Content starts
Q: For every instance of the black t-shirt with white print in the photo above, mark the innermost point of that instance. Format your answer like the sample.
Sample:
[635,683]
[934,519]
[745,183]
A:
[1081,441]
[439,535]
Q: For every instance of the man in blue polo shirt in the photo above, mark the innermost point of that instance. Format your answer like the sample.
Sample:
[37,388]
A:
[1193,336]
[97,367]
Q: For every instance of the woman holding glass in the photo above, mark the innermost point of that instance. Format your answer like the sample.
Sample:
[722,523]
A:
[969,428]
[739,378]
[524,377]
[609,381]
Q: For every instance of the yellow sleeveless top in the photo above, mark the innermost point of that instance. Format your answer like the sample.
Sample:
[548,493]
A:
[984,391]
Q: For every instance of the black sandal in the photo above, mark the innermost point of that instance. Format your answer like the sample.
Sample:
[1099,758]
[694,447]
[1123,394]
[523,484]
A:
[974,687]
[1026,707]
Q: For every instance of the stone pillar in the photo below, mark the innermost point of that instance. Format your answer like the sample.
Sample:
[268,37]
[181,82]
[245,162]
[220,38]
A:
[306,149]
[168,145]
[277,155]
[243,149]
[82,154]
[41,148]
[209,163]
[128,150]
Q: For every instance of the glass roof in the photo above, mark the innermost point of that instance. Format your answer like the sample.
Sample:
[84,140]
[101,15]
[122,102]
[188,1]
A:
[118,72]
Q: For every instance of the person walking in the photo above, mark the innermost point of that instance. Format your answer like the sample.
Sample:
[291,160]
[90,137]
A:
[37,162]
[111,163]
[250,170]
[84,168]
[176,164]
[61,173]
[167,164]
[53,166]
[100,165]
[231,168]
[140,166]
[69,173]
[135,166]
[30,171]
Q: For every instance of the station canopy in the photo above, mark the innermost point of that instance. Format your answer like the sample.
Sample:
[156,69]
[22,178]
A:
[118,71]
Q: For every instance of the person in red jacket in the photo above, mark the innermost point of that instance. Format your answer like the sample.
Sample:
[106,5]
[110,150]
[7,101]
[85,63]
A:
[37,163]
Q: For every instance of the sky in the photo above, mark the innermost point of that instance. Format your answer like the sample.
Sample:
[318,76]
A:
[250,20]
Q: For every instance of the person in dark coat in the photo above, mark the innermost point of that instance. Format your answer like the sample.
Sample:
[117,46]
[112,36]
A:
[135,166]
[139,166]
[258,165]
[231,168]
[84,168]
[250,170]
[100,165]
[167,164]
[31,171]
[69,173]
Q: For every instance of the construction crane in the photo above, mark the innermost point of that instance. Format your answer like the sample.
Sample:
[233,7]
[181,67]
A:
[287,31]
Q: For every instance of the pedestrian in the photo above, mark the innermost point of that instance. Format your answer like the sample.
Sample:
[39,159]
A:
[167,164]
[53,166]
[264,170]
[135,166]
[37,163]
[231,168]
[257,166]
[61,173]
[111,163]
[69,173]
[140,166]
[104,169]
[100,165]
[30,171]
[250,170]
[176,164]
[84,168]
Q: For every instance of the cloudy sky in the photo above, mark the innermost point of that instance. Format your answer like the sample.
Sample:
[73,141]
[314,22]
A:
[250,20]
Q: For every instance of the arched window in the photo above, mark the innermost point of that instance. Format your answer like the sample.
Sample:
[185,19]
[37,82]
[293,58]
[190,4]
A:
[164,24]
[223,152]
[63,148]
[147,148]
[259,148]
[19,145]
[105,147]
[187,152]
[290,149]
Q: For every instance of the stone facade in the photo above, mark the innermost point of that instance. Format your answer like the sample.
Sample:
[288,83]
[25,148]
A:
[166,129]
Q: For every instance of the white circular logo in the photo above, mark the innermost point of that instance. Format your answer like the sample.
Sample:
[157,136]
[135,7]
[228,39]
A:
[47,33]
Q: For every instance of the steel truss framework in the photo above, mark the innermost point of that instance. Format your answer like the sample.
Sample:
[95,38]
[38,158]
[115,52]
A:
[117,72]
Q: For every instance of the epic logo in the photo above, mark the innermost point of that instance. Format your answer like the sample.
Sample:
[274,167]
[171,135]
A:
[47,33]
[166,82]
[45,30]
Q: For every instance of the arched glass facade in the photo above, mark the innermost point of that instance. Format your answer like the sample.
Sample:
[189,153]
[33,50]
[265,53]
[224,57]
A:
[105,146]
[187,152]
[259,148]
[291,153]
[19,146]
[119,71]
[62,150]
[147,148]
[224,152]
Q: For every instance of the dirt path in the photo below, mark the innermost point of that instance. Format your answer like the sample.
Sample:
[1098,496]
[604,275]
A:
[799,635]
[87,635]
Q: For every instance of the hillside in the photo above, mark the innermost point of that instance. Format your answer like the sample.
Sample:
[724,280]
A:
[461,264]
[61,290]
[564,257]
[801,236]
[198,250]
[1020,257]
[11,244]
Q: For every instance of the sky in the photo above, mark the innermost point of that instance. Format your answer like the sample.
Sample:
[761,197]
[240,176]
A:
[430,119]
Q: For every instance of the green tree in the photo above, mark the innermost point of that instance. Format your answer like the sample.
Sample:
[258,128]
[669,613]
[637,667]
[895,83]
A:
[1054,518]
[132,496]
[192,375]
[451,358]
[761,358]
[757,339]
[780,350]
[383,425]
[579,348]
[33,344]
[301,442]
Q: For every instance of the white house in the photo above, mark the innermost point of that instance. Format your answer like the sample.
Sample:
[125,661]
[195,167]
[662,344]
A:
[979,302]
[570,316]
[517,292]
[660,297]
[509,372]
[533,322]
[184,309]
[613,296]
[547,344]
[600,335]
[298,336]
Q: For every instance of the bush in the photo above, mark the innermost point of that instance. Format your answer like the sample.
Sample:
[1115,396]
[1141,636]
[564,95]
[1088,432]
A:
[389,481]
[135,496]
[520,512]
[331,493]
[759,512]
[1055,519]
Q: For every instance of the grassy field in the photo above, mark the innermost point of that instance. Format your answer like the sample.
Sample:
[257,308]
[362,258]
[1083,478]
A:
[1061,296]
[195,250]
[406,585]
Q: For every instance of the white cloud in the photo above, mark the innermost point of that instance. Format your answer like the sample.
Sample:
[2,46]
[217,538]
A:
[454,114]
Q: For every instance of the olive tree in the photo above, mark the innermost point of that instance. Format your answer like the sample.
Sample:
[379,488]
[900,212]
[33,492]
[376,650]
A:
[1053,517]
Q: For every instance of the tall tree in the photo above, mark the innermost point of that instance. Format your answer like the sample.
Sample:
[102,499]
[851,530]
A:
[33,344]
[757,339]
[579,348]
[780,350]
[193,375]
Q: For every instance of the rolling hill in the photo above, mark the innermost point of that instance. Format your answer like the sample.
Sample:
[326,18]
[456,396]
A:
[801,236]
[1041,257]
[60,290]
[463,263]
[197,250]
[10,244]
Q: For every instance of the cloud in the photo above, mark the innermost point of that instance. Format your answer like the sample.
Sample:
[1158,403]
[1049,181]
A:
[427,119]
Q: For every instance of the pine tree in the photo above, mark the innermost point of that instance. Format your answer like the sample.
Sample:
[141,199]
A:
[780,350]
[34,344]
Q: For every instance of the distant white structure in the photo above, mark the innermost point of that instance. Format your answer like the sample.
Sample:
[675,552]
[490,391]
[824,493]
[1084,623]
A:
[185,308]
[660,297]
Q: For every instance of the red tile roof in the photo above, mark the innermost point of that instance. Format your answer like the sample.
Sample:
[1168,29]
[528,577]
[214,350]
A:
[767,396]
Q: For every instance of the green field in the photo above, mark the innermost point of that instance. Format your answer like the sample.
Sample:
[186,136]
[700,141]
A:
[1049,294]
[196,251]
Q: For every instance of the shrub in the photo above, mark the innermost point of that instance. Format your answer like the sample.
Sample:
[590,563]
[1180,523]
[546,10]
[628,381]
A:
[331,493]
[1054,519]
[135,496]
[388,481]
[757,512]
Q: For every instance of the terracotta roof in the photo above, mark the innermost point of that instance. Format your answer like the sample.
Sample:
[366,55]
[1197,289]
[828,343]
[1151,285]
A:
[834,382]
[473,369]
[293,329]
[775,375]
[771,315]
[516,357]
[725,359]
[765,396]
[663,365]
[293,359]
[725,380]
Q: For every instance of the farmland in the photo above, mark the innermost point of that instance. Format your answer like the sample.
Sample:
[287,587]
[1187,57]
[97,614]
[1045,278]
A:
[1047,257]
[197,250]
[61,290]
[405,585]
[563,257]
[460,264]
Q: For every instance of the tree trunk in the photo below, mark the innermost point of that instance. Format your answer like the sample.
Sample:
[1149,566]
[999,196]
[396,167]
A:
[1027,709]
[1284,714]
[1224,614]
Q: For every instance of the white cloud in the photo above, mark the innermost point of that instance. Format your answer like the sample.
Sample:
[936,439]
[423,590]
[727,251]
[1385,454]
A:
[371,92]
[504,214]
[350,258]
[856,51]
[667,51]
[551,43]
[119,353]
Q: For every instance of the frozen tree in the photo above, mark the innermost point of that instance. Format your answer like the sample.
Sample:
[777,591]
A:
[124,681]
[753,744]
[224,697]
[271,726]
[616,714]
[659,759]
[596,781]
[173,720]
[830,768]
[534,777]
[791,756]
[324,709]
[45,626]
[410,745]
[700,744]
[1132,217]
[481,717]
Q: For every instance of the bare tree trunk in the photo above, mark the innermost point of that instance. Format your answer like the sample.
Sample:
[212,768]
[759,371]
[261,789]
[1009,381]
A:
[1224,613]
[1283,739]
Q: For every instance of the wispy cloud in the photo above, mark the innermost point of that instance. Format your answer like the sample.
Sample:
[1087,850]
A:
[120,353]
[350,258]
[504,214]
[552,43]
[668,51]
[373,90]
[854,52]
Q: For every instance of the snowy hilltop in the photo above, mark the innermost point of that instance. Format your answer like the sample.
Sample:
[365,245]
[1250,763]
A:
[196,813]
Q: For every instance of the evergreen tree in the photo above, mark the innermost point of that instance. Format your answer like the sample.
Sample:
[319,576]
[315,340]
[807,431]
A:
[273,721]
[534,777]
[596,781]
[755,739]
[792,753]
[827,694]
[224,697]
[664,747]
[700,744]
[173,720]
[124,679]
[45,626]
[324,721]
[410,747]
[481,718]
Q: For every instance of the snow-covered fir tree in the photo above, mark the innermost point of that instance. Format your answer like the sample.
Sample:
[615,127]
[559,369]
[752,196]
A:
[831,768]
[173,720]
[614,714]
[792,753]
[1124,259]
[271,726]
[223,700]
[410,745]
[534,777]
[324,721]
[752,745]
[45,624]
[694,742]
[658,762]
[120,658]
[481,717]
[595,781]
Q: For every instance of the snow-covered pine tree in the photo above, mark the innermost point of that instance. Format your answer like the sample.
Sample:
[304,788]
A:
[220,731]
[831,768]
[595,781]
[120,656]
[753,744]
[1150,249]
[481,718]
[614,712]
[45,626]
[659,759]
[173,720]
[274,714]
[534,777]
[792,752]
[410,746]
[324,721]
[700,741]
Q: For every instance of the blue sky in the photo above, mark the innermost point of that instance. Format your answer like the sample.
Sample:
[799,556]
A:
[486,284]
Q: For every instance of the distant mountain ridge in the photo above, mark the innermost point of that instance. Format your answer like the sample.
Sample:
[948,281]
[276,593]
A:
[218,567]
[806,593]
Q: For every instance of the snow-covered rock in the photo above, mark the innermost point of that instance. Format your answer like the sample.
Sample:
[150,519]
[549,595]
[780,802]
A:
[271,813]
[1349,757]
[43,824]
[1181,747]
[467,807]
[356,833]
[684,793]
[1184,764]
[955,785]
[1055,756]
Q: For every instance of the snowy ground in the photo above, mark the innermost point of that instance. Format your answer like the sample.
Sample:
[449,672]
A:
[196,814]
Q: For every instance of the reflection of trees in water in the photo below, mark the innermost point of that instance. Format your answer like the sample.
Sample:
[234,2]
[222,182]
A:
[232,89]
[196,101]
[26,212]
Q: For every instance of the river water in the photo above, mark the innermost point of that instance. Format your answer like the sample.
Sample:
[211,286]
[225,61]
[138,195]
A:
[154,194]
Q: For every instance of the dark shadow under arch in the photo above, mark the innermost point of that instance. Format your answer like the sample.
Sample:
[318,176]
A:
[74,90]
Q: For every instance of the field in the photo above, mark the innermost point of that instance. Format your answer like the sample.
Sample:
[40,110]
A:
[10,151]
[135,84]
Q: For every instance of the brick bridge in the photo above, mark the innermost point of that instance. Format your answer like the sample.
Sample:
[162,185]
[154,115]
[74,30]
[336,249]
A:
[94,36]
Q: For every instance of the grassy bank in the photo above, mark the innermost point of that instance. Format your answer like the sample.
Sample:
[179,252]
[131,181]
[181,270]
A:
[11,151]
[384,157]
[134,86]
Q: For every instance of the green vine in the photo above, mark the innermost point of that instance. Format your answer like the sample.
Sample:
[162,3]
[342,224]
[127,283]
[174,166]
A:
Content ends
PROBLEM DETAILS :: Copy out, from the data above, each line where the string "trunk" is present.

EXERCISE SOLUTION ::
Q: For every instance of the tree trunk in the photo below, mark the innermost point of that instance. Format your answer like the sample.
Q: For every instance of the bare tree trunk in the photo above, mark the innermost point of that instance. Format your answer like the sample.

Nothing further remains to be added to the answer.